» **Your objective**:
Turn the lines of the entries below into a Markdown table with the columns "Row" and "Line," numbering each row and leaving out blank lines. Start at the line that contains "Indicate one point per instance of the shadow" and continue through the last line of the entries.

Location identification entries
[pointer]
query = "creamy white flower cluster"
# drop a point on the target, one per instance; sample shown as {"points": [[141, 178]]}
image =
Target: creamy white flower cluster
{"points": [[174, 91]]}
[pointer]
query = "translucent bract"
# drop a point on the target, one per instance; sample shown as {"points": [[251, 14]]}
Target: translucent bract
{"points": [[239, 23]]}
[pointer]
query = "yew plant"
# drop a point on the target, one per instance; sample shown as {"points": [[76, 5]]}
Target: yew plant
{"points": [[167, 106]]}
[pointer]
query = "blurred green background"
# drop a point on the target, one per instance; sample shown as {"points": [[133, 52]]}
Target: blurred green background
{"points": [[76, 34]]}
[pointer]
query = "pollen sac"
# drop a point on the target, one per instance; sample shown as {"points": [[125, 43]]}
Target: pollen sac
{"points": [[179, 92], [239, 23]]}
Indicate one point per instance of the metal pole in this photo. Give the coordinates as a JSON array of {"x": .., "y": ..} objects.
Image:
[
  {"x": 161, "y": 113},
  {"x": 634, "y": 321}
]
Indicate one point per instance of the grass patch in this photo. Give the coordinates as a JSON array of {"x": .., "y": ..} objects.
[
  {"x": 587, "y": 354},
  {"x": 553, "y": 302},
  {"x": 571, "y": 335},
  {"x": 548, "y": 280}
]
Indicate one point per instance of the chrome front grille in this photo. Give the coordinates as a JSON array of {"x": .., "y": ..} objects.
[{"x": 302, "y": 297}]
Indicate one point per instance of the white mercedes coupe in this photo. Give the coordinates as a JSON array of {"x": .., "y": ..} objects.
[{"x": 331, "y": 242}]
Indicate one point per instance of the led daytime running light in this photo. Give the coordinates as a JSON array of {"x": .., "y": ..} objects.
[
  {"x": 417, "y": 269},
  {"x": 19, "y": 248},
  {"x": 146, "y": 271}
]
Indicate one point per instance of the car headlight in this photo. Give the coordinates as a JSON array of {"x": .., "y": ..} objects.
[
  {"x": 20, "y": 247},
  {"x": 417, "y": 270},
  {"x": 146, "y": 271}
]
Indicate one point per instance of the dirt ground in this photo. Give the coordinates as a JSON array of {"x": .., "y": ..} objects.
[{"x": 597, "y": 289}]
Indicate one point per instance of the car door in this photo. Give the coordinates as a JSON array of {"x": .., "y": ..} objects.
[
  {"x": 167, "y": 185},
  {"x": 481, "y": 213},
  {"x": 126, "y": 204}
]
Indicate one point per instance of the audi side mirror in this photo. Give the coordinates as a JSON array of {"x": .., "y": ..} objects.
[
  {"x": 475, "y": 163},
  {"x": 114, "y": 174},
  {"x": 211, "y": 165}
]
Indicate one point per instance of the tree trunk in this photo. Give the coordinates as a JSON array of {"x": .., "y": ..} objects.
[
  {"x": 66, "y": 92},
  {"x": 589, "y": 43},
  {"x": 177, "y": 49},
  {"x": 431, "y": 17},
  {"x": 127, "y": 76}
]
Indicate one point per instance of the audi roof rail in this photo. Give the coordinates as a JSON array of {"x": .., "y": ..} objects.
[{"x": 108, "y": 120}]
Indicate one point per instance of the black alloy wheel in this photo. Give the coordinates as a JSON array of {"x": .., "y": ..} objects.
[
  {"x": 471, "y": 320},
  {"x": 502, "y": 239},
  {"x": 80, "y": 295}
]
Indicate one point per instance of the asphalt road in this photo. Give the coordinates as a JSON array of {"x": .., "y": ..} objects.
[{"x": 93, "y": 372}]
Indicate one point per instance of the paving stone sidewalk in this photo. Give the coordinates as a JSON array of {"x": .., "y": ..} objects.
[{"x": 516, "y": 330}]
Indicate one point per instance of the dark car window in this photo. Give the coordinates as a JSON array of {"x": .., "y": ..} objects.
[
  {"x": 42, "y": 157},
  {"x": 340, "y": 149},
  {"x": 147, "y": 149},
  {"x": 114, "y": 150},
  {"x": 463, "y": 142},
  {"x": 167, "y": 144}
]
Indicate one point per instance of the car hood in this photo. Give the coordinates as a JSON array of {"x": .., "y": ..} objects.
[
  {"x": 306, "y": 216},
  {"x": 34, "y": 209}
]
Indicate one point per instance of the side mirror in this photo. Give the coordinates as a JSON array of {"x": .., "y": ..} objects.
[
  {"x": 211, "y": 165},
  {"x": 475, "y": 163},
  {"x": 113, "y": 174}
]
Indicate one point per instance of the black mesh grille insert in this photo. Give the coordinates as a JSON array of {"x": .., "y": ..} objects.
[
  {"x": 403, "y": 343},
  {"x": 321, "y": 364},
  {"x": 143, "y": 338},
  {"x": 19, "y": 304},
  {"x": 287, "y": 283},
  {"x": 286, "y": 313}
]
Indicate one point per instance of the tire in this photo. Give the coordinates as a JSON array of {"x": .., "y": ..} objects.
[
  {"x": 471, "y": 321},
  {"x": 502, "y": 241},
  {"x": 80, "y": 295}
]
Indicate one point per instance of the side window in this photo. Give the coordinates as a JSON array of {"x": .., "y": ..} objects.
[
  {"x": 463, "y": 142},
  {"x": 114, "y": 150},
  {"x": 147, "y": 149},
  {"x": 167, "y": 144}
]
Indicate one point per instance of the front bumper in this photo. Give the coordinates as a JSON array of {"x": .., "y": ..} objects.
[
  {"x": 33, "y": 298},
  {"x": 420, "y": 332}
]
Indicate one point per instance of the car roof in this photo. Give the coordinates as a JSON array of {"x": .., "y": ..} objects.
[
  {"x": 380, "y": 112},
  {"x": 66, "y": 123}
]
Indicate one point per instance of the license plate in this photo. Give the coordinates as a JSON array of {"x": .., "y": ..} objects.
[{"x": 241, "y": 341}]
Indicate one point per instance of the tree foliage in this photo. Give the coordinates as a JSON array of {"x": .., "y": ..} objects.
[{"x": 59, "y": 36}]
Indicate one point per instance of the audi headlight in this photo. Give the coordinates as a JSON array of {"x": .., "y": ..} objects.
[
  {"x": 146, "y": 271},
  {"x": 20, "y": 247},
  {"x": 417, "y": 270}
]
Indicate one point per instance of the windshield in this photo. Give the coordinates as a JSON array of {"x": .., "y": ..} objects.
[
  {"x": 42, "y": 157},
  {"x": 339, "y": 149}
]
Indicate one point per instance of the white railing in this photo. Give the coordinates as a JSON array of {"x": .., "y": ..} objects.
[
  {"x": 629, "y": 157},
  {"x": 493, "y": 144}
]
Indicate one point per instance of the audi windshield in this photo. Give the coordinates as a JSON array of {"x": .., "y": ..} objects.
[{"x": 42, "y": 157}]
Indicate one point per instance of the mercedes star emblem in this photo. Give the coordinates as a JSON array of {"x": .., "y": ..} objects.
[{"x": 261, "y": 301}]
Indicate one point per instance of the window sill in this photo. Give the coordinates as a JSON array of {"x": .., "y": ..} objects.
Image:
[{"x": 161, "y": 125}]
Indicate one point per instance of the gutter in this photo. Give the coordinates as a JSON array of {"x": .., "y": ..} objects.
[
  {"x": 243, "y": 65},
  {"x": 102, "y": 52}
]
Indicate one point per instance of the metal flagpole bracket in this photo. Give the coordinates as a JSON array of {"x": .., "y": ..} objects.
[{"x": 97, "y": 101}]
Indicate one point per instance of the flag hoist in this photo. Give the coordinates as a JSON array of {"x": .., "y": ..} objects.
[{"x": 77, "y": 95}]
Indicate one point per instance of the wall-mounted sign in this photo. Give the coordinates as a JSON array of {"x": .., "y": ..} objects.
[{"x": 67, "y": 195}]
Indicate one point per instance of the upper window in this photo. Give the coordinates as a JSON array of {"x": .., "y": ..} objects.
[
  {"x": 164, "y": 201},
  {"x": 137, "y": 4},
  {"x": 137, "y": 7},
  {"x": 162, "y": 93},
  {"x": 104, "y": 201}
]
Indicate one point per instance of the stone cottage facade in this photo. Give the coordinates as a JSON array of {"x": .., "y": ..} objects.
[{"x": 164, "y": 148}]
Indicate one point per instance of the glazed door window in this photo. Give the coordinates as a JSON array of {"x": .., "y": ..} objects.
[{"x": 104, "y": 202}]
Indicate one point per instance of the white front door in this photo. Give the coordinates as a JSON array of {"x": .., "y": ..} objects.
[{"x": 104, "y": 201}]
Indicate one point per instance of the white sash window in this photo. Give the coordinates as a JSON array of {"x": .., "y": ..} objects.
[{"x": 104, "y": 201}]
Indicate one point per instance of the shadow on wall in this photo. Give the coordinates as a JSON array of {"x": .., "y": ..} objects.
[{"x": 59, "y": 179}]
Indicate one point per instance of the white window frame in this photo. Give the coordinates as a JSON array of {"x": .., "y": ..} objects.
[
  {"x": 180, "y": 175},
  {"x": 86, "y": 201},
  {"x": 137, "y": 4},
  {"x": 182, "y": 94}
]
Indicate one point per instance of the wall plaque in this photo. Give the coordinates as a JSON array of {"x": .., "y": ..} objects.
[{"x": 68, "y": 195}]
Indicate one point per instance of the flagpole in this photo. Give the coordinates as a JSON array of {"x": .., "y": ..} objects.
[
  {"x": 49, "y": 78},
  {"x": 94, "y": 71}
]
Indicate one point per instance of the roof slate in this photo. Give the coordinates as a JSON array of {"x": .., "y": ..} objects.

» **Problem solution**:
| Row | Line |
|---|---|
| 1 | Indicate one point per instance of the shadow on wall in this photo. Give the coordinates as a JSON array of {"x": .., "y": ..} objects. |
| 2 | [{"x": 59, "y": 179}] |
| 3 | Indicate one point per instance of the white window frame in this photo. Give the coordinates as a JSON array of {"x": .., "y": ..} objects. |
| 4 | [ |
| 5 |   {"x": 180, "y": 175}, |
| 6 |   {"x": 86, "y": 201}, |
| 7 |   {"x": 137, "y": 4}, |
| 8 |   {"x": 182, "y": 94} |
| 9 | ] |
| 10 | Indicate one point per instance of the wall plaque in this photo. Give the coordinates as a JSON array of {"x": .., "y": ..} objects. |
| 11 | [{"x": 68, "y": 195}] |
| 12 | Indicate one point per instance of the flagpole in this photo. Give the coordinates as a JSON array of {"x": .., "y": ..} objects. |
| 13 | [ |
| 14 |   {"x": 49, "y": 78}, |
| 15 |   {"x": 94, "y": 71} |
| 16 | ] |
| 17 | Indicate one point per instance of the roof slate in this photo. Give the coordinates as a JSON array of {"x": .., "y": ..} objects. |